▸ Stated task: Copy the entries below from the line containing "on the floor" through the line containing "[(224, 110), (324, 137), (282, 126)]", changing "drill" to "exercise" and leaving everything else as it is. Give only those lines.

▸ Material shown:
◆ ◆ ◆
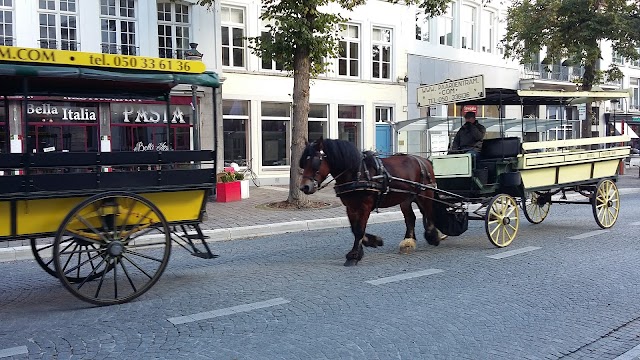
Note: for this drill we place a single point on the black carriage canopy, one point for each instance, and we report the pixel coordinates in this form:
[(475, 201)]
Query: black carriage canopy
[(52, 80), (500, 96)]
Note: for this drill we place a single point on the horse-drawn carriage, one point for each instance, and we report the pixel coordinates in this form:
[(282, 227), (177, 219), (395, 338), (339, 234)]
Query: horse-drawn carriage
[(101, 221), (452, 189)]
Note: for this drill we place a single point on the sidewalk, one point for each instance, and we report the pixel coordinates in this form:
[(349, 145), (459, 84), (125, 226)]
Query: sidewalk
[(249, 218)]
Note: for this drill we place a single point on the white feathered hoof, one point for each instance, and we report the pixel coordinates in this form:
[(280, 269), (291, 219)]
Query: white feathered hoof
[(407, 246)]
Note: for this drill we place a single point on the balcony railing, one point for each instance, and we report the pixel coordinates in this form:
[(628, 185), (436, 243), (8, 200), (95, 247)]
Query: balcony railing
[(120, 49), (7, 41), (172, 54), (551, 72), (59, 45)]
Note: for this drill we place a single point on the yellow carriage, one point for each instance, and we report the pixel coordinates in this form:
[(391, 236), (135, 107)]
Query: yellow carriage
[(510, 174), (101, 221)]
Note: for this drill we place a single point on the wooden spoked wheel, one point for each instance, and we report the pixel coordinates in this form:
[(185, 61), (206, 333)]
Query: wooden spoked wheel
[(535, 210), (43, 256), (605, 203), (111, 248), (502, 220)]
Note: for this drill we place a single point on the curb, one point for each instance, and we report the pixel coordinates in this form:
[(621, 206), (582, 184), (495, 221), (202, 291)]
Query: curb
[(246, 232)]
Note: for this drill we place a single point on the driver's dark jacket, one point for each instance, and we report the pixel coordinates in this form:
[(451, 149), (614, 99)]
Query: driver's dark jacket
[(469, 137)]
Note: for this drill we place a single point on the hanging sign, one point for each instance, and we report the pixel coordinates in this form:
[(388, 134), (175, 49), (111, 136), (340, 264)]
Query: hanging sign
[(116, 61), (452, 91)]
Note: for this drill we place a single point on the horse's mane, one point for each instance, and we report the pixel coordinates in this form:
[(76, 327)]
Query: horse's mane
[(341, 155)]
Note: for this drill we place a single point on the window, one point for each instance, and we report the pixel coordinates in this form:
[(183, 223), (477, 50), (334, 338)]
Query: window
[(488, 21), (617, 58), (318, 120), (350, 124), (349, 53), (267, 62), (143, 127), (58, 24), (233, 44), (384, 114), (276, 134), (422, 26), (381, 53), (4, 129), (173, 29), (445, 26), (118, 27), (6, 23), (468, 27), (62, 126), (635, 63), (235, 119), (634, 83)]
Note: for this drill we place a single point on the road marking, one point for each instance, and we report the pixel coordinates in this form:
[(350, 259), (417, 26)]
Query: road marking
[(227, 311), (18, 350), (513, 252), (406, 276), (630, 355), (589, 234)]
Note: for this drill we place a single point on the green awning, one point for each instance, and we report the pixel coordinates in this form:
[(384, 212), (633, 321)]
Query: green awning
[(84, 82)]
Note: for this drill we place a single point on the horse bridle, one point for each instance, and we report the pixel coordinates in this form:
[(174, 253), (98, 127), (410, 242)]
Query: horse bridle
[(316, 162)]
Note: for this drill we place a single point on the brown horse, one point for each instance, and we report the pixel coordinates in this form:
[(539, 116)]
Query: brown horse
[(365, 182)]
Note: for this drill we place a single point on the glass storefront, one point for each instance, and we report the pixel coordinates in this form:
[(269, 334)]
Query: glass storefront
[(62, 126), (143, 127)]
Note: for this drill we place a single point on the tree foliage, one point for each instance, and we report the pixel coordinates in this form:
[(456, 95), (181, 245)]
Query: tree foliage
[(574, 30)]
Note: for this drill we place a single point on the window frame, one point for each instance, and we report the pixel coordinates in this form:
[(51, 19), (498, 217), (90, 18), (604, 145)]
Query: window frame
[(379, 64), (58, 42), (348, 56), (118, 47), (465, 24), (175, 51), (230, 26)]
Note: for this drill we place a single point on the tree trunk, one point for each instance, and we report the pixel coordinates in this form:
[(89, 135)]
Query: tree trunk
[(300, 123), (587, 84)]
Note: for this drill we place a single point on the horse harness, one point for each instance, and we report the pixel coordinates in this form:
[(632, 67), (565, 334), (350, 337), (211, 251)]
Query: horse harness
[(380, 182)]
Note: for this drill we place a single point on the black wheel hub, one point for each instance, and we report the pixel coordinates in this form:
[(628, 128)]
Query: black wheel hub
[(115, 248)]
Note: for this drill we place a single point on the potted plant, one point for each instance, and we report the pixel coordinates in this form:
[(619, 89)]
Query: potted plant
[(228, 187), (244, 185)]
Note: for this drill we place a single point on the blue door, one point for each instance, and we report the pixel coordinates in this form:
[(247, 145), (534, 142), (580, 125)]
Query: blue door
[(383, 140)]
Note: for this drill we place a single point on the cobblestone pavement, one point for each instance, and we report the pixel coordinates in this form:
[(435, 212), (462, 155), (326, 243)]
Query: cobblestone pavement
[(571, 293)]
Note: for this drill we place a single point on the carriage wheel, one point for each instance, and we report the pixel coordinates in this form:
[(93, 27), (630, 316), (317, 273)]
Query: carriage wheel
[(130, 244), (43, 256), (605, 203), (535, 210), (502, 220)]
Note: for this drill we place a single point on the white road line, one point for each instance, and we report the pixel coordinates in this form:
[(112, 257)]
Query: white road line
[(406, 276), (513, 252), (18, 350), (227, 311), (589, 234), (630, 355)]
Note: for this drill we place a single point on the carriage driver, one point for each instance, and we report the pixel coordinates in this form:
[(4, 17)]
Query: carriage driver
[(469, 138)]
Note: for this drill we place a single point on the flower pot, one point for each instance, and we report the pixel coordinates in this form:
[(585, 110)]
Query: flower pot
[(227, 192), (244, 189)]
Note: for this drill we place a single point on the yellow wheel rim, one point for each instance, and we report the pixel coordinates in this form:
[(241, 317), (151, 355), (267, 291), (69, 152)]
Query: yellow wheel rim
[(502, 220), (533, 211), (606, 204)]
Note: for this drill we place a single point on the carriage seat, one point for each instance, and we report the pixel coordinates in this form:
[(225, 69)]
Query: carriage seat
[(495, 151)]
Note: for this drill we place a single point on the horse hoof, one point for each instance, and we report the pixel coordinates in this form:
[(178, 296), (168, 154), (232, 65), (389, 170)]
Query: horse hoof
[(407, 246), (351, 262)]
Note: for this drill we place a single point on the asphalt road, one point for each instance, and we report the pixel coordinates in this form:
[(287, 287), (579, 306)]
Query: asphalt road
[(570, 290)]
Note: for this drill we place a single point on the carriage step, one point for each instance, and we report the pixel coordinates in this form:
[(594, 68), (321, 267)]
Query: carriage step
[(205, 255)]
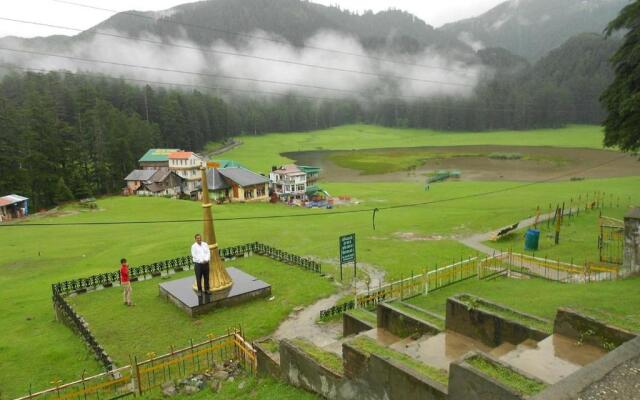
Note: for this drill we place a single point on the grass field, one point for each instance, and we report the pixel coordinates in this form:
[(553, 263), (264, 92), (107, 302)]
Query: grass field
[(164, 325), (578, 236), (261, 152), (405, 240)]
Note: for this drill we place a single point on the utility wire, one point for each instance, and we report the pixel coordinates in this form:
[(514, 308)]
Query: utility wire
[(235, 54), (259, 92), (346, 91), (365, 210), (249, 36), (147, 67)]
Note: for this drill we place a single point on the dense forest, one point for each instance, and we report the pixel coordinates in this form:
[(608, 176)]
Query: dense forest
[(66, 136)]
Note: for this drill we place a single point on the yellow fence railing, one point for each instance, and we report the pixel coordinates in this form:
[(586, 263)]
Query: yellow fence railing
[(142, 376)]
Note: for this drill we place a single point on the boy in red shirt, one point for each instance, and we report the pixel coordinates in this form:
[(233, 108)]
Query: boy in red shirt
[(125, 283)]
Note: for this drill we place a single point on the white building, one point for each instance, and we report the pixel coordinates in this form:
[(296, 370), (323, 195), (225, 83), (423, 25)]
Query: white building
[(288, 182), (187, 165)]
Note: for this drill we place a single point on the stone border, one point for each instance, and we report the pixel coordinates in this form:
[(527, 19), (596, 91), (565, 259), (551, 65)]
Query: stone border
[(381, 378), (299, 369), (588, 330), (487, 327), (469, 383), (352, 325), (268, 366), (402, 324)]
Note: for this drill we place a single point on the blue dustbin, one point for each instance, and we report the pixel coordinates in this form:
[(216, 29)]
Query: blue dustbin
[(531, 239)]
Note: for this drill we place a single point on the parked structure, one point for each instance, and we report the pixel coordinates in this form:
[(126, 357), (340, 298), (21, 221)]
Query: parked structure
[(13, 206), (156, 158), (288, 182), (187, 165)]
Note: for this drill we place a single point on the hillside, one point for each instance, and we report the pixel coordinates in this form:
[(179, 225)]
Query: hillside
[(240, 22), (532, 28)]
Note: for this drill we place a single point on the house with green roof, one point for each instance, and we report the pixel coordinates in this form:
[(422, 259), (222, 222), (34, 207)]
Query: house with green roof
[(156, 158)]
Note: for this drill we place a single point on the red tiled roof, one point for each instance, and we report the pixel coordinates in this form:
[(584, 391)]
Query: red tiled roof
[(180, 155)]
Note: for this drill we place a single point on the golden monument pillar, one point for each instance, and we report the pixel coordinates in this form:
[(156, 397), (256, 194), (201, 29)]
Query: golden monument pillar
[(219, 279)]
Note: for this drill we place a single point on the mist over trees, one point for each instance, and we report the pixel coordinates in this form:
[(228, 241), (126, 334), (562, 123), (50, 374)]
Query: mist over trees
[(70, 135), (622, 98)]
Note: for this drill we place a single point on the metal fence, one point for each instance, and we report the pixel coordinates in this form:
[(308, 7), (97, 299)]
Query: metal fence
[(142, 376), (68, 314), (419, 284), (142, 272), (557, 270)]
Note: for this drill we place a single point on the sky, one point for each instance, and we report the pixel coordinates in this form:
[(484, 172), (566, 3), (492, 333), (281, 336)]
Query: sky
[(434, 12)]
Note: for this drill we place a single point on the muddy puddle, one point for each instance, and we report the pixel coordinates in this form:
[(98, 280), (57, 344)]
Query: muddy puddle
[(552, 359), (474, 163)]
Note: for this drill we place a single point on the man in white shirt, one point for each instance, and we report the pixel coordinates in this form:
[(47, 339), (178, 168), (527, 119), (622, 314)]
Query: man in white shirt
[(201, 255)]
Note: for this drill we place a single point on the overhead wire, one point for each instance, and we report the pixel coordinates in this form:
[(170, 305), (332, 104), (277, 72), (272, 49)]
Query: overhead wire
[(256, 80), (236, 54), (308, 215), (247, 35)]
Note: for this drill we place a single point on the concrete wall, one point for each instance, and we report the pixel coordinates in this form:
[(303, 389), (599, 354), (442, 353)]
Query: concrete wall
[(352, 325), (268, 366), (300, 370), (402, 324), (588, 330), (631, 257), (378, 378), (468, 383), (366, 377), (487, 327)]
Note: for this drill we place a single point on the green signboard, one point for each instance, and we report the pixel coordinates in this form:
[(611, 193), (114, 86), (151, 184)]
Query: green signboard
[(347, 248)]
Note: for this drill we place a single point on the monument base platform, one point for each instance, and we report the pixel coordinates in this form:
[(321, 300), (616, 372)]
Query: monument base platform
[(245, 287)]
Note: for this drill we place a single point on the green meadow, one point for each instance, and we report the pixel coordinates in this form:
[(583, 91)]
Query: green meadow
[(261, 152), (405, 240)]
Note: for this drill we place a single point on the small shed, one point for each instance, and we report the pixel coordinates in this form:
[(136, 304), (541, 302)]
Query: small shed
[(246, 185), (13, 206)]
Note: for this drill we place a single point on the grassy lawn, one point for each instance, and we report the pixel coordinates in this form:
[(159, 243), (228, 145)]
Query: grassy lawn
[(370, 346), (40, 350), (114, 324), (39, 256), (261, 152), (578, 236), (245, 388), (383, 161), (601, 300)]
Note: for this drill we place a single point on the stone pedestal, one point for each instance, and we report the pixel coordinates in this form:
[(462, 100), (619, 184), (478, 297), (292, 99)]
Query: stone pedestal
[(245, 287), (631, 258)]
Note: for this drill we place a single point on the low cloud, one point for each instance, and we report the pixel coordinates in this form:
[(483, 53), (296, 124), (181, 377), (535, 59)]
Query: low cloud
[(430, 73)]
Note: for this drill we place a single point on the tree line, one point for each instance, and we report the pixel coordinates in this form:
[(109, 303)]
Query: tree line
[(67, 136)]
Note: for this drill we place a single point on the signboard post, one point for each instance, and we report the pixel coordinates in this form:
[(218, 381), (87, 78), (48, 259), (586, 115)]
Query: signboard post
[(347, 245)]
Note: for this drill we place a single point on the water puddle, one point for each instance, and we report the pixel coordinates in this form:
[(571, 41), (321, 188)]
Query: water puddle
[(552, 359), (382, 336), (442, 349)]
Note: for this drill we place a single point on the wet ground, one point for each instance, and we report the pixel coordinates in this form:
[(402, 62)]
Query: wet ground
[(550, 360), (538, 163)]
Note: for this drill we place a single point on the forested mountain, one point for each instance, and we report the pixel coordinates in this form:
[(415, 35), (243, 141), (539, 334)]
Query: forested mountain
[(531, 28), (294, 21), (69, 135)]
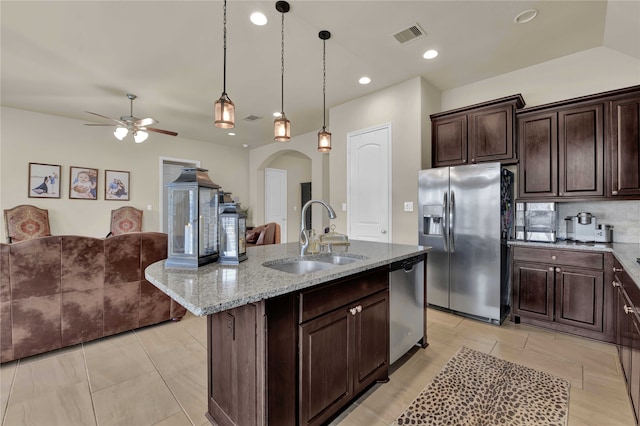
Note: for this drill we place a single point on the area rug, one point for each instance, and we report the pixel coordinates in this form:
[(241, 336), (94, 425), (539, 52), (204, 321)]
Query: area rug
[(478, 389)]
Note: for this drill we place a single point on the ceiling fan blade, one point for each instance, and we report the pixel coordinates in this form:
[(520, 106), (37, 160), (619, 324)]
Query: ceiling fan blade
[(104, 116), (166, 132), (145, 122)]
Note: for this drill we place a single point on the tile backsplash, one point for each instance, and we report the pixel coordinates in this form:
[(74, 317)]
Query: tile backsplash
[(623, 215)]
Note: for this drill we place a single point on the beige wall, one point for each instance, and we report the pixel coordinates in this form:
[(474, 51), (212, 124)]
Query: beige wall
[(404, 106), (298, 167), (32, 137)]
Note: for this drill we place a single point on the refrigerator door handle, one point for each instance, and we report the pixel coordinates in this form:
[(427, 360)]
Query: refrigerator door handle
[(445, 231), (452, 222)]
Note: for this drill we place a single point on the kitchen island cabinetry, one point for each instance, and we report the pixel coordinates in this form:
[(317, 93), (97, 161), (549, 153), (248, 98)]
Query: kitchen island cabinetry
[(625, 141), (627, 305), (475, 134), (563, 290)]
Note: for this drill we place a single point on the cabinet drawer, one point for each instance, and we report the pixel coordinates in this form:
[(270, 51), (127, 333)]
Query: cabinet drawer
[(318, 301), (592, 260)]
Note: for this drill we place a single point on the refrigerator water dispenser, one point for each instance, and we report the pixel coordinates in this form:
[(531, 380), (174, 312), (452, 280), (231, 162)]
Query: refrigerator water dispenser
[(432, 219)]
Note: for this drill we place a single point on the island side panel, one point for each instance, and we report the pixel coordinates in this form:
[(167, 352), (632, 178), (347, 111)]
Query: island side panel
[(236, 364)]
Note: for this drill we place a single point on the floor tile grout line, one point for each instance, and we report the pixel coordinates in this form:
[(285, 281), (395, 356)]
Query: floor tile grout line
[(155, 365), (86, 369)]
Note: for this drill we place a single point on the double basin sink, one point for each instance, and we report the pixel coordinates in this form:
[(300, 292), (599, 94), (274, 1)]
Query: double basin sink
[(313, 263)]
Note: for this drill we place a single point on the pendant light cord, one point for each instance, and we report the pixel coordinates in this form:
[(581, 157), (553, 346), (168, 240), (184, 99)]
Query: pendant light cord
[(224, 61), (282, 69)]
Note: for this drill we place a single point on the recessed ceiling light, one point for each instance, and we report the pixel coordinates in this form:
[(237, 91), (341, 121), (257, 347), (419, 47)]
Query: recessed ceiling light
[(430, 54), (258, 18), (526, 16)]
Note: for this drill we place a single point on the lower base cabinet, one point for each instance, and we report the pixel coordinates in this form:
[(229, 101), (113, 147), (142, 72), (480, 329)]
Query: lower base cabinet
[(628, 333), (563, 290), (298, 359)]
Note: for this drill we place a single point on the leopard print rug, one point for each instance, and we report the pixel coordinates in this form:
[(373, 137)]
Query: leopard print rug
[(478, 389)]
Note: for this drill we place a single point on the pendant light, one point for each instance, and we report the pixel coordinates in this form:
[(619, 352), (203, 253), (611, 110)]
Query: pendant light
[(224, 110), (324, 137), (282, 126)]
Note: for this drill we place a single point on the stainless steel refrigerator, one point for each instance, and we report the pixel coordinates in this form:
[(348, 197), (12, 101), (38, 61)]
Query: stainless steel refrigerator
[(465, 214)]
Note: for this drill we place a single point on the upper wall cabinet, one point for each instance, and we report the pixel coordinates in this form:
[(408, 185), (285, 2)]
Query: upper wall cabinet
[(625, 146), (581, 148), (475, 134)]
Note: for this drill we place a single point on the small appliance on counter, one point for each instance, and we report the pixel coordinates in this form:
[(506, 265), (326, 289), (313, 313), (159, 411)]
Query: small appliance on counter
[(536, 222), (585, 228)]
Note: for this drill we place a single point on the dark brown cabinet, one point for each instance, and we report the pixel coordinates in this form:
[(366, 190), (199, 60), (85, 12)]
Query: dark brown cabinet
[(299, 358), (625, 149), (341, 353), (562, 152), (563, 290), (479, 133), (627, 304)]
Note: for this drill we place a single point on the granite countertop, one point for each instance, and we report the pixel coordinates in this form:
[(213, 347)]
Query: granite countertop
[(626, 253), (217, 287)]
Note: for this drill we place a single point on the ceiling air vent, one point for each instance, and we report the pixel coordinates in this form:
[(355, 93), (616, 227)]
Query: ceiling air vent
[(412, 33)]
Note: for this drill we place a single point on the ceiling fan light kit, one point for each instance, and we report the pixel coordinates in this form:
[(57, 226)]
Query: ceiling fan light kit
[(282, 126), (129, 124), (324, 137), (224, 110)]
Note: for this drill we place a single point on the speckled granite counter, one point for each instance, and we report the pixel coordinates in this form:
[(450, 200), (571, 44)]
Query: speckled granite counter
[(216, 287), (625, 253)]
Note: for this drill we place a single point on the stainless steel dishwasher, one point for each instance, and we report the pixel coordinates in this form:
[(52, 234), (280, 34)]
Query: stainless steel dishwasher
[(406, 305)]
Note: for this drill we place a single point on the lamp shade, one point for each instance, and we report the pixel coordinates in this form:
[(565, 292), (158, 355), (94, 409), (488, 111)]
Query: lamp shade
[(324, 140), (282, 129), (225, 113)]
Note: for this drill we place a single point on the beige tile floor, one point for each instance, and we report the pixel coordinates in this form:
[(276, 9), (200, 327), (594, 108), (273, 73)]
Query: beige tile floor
[(157, 376)]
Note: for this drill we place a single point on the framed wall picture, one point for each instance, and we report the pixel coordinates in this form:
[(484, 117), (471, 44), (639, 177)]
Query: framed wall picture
[(83, 183), (44, 180), (116, 185)]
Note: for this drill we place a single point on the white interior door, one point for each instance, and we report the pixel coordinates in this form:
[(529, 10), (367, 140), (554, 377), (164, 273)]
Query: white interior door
[(275, 199), (170, 169), (368, 184)]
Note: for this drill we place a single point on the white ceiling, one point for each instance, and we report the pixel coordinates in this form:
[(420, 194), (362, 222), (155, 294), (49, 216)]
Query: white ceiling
[(67, 57)]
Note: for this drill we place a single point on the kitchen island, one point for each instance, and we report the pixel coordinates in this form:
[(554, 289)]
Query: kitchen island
[(285, 348)]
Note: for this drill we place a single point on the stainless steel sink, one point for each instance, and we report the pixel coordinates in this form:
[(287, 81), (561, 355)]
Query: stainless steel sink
[(315, 263)]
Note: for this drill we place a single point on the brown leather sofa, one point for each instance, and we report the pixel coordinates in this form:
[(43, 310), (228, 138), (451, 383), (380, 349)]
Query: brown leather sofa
◆ ◆ ◆
▸ Answer to this problem:
Note: for this exercise we place a single point on the floor tile grout line, one point for each instance, and we report the pixel coordinates in this form:
[(285, 281), (395, 356)]
Query: floor tile grout line
[(155, 365), (86, 369)]
Note: for this exercise we place a single point on the double basin sink, one point for each instance, and we report the pixel coordinates in this form:
[(300, 292), (599, 94), (274, 1)]
Query: double basin sink
[(313, 263)]
Note: for this exercise we place a single point on the pendant light cord, one point for each instance, and we report the pixel coordinates in this form:
[(581, 157), (553, 346), (168, 240), (184, 99)]
Query: pendant light cord
[(224, 61), (282, 69)]
Note: for this exercise we place a single point on the recessed ceiling light, one point for each instance, and we report the pixel coordinates in this form:
[(237, 91), (341, 121), (257, 347), (419, 47)]
Query: recessed ceiling light
[(430, 54), (258, 18), (526, 16)]
Note: for this exercise we place a single point on the lower base cabinet, one point for each instance, and we report the pixel coordinates in this form:
[(229, 101), (113, 147), (142, 72), (480, 329)]
Query: lower base cabinet
[(628, 333), (563, 290), (298, 359)]
Note: for this exercise we place a single point on the leopard print rug, one point for each instance, and we report the pixel coordinates in this form:
[(373, 137)]
Query: leopard print rug
[(478, 389)]
Note: for this exercise we place a single point on the pendant light, one point for each instance, and we report the pixel coordinates in this form:
[(619, 352), (203, 253), (611, 110)]
Query: pendant light
[(224, 110), (324, 137), (282, 126)]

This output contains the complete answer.